*TEKS PILIHAN:*
____________________
Menyoal Bahasa Portugis, Pengamat: Itu Hanya Simbol Hubungan Bilateral, tidak Perlu Ditindaklanjuti Secara Mentah-Mentah

2 hours ago 2
 Itu Hanya Simbol Hubungan Bilateral, tidak Perlu Ditindaklanjuti Secara Mentah-Mentah Ilustrasi(Dok Sekretariat Negara)

PENGAMAT  pendidikan sekaligus CEO Jurusanku, Ina Liem, mengatakan bahwa pernyataan Presiden Prabowo bahwa bahasa Portugis akan dijadikan bahasa prioritas di Indonesia hanya menjadi simbol hubungan bilateral saja. 

“Menurut saya, pernyataan itu lebih sebagai simbol hubungan bilateral, bukan sesuatu yang perlu ditindaklanjuti secara mentah-mentah di kurikulum,” ungkapnya kepada Media Indonesia, Minggu (26/10).
____________________
*DAFTAR ENTRI:*
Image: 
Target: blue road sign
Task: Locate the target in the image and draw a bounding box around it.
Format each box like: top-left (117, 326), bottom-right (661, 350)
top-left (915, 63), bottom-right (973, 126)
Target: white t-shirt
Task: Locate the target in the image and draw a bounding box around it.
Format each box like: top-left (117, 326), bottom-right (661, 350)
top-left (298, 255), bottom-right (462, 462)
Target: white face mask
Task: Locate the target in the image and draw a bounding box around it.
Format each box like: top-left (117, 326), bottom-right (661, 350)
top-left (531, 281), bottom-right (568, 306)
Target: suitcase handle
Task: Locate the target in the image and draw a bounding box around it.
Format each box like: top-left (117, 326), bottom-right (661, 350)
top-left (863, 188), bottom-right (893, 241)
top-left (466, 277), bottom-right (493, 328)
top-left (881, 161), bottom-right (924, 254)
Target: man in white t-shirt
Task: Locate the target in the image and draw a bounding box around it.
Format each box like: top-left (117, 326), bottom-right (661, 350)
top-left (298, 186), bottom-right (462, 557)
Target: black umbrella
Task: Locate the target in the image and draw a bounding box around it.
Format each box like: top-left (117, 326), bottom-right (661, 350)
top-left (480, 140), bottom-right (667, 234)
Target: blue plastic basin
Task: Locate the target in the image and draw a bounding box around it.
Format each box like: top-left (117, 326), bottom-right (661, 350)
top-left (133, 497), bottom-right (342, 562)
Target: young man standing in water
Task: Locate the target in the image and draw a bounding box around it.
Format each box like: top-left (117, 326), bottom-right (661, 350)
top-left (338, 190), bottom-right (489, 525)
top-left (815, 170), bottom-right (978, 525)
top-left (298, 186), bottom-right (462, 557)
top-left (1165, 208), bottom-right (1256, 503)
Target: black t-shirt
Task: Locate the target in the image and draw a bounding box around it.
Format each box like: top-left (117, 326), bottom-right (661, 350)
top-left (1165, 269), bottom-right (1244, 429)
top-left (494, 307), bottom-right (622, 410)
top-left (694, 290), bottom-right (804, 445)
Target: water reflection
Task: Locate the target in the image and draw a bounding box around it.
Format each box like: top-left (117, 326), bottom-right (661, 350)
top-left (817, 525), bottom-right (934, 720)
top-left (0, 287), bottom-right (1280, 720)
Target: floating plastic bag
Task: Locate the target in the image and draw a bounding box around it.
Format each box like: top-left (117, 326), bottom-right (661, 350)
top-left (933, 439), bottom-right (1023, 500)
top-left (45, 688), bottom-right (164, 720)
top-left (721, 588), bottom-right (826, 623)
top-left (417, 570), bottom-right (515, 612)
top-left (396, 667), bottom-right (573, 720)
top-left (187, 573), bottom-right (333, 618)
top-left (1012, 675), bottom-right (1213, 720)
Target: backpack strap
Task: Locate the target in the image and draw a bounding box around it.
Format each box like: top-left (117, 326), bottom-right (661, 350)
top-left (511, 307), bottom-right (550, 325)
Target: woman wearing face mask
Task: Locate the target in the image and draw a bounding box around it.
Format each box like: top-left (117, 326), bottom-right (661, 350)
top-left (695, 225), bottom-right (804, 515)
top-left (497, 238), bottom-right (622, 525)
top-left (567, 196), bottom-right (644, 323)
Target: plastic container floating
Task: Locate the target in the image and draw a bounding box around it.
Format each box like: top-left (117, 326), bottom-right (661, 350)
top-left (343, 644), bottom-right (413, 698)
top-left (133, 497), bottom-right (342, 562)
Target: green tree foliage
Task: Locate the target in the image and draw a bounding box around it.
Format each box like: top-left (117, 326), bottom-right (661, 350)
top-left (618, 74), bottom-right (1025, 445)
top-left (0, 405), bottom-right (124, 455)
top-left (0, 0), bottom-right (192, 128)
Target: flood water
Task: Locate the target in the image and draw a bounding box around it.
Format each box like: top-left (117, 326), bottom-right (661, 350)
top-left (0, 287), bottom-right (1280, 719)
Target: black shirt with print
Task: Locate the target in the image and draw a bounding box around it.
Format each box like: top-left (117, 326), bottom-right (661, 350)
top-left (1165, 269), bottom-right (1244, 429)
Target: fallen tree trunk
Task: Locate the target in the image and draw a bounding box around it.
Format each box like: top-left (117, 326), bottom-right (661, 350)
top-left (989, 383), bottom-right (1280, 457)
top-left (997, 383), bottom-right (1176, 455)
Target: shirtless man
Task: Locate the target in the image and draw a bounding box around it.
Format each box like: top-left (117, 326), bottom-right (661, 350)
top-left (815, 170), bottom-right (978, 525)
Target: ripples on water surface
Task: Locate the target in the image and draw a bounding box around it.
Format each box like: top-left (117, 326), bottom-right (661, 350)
____________________
*TINDAKAN YANG DIPERLUKAN:*
A. Menurut teks tentang bahasa Portugis, apa jabatan Ina Liem?
B. Dalam baris-baris data, mulai dari baris yang memuat "Target: white face mask" sampai baris yang memuat "top-left (881, 161), bottom-right (924, 254)", tambahkan 99 pada setiap angka koordinat di jawabannya. Tulis ulang semua baris itu beserta permintaannya.
Teks dan baris-baris data ini tidak saling berkaitan.

*JAWABAN LATIHAN:*
A. Pengamat pendidikan sekaligus CEO Jurusanku.

B.
Target: white face mask
Task: Locate the target in the image and draw a bounding box around it.
Format each box like: top-left (117, 326), bottom-right (661, 350)
top-left (630, 380), bottom-right (667, 405)
Target: suitcase handle
Task: Locate the target in the image and draw a bounding box around it.
Format each box like: top-left (117, 326), bottom-right (661, 350)
top-left (962, 287), bottom-right (992, 340)
top-left (565, 376), bottom-right (592, 427)
top-left (980, 260), bottom-right (1023, 353)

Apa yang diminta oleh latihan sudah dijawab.